##### Data extracts #####

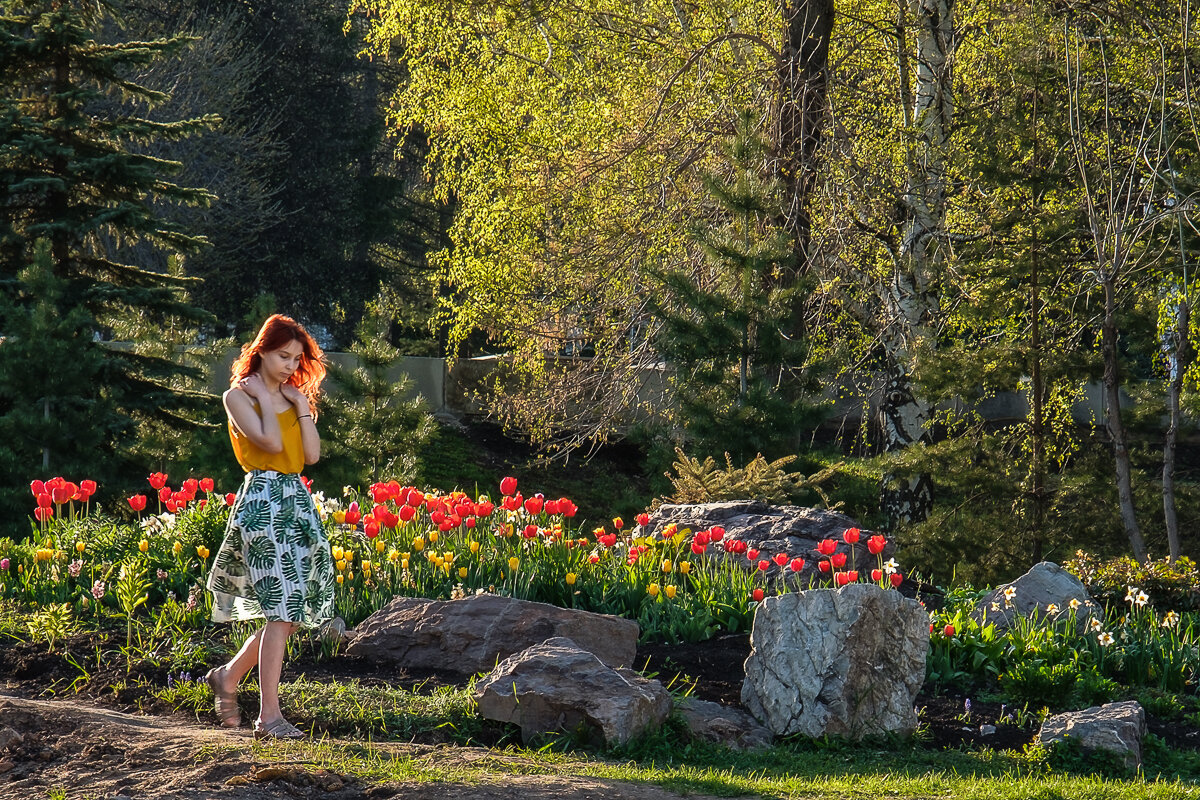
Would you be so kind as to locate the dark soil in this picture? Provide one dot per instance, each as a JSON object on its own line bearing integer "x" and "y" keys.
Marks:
{"x": 709, "y": 671}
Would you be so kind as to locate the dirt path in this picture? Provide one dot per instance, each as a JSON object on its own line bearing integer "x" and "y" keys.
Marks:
{"x": 91, "y": 753}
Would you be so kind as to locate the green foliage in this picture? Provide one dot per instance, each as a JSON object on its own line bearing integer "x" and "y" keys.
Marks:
{"x": 375, "y": 427}
{"x": 697, "y": 481}
{"x": 1173, "y": 584}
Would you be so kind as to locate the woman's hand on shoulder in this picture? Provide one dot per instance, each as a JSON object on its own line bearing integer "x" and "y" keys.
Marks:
{"x": 253, "y": 386}
{"x": 297, "y": 397}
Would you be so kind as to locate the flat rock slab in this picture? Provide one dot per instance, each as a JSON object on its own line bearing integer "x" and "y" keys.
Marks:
{"x": 1116, "y": 727}
{"x": 771, "y": 529}
{"x": 557, "y": 686}
{"x": 472, "y": 635}
{"x": 845, "y": 662}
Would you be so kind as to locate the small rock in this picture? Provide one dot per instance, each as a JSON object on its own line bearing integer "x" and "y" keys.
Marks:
{"x": 10, "y": 739}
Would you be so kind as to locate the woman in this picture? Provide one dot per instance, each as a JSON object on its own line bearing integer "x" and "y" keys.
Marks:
{"x": 275, "y": 561}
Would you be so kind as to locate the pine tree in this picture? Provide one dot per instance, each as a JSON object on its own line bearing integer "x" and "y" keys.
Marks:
{"x": 72, "y": 175}
{"x": 739, "y": 378}
{"x": 375, "y": 429}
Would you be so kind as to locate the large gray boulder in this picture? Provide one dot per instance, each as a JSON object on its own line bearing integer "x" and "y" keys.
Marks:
{"x": 846, "y": 662}
{"x": 772, "y": 529}
{"x": 1116, "y": 727}
{"x": 1044, "y": 593}
{"x": 557, "y": 686}
{"x": 472, "y": 635}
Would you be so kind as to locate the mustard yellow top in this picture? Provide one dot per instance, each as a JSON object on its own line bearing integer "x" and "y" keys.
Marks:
{"x": 289, "y": 459}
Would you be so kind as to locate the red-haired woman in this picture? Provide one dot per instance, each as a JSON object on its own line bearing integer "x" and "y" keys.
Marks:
{"x": 274, "y": 563}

#####

[What to work on] Repeat the records above exactly, leaving out the pictures.

[Answer below]
Would you be so kind as to locate the dark soil in this picture? Provide one dot per instance, each as a JSON object on its own line bearing integer "x" and "y" keys.
Marks:
{"x": 709, "y": 671}
Would you be so kind as to locate the dirt path in this picture? Provide one dot per instance, each as a JSON object on its own line bearing integer "x" and "y" keys.
Marks:
{"x": 91, "y": 753}
Would you be so kind as to locate the green foliage in this picture? Provide one dot per instance, each as a JSON object on its own line bearing integer "x" and "y" keys.
Marks:
{"x": 375, "y": 427}
{"x": 697, "y": 481}
{"x": 1173, "y": 584}
Would you be so kind as to locate the woman's hand on shoulder in this picture? Provide one dot per instance, each as a JSON object on its own line bearing integer "x" and "y" keys.
Marks:
{"x": 253, "y": 386}
{"x": 297, "y": 397}
Would you be so kind as to locate the flat rock slab in this picture? Provide one dot per instance, each as a JSON object on its own line bearing integer "x" and "y" keys.
Marks:
{"x": 1116, "y": 727}
{"x": 771, "y": 529}
{"x": 557, "y": 686}
{"x": 472, "y": 635}
{"x": 845, "y": 662}
Would you be so kind as to locate the small rock in this picture? Provide one dot per instance, each as a JSON object on its own line bearing integer "x" and "y" keys.
Marks:
{"x": 10, "y": 739}
Would you be so kind as to locate the woman in this picture? Provide one dot per instance, each as a JSON object on its own line bearing integer "x" and "y" keys.
Marks:
{"x": 275, "y": 561}
Would you be so kind as to locate the pine tree in this picture? Provide one dot per instance, each as a JSON object on its own line bearing integer "x" and "y" keys.
Marks:
{"x": 72, "y": 175}
{"x": 739, "y": 378}
{"x": 375, "y": 429}
Would you be so kind as to locate the large gray boulder in this picture? Provide one dot per instance, each as a JSON object on its own line bearing integer "x" and "y" keys.
Marks:
{"x": 846, "y": 662}
{"x": 772, "y": 529}
{"x": 1116, "y": 727}
{"x": 1044, "y": 593}
{"x": 557, "y": 686}
{"x": 472, "y": 635}
Would you be so kind as to locate the mustard yellow top in this picture? Provide one dot per instance, each as a JSON object on its own line bearing integer "x" and "y" keys.
Marks:
{"x": 289, "y": 459}
Would you be so kind as to locate the red-haired woman in this picture? Provide one dot per instance, each as a JSON object on its own line bearing integer "x" and "y" keys.
Marks:
{"x": 274, "y": 563}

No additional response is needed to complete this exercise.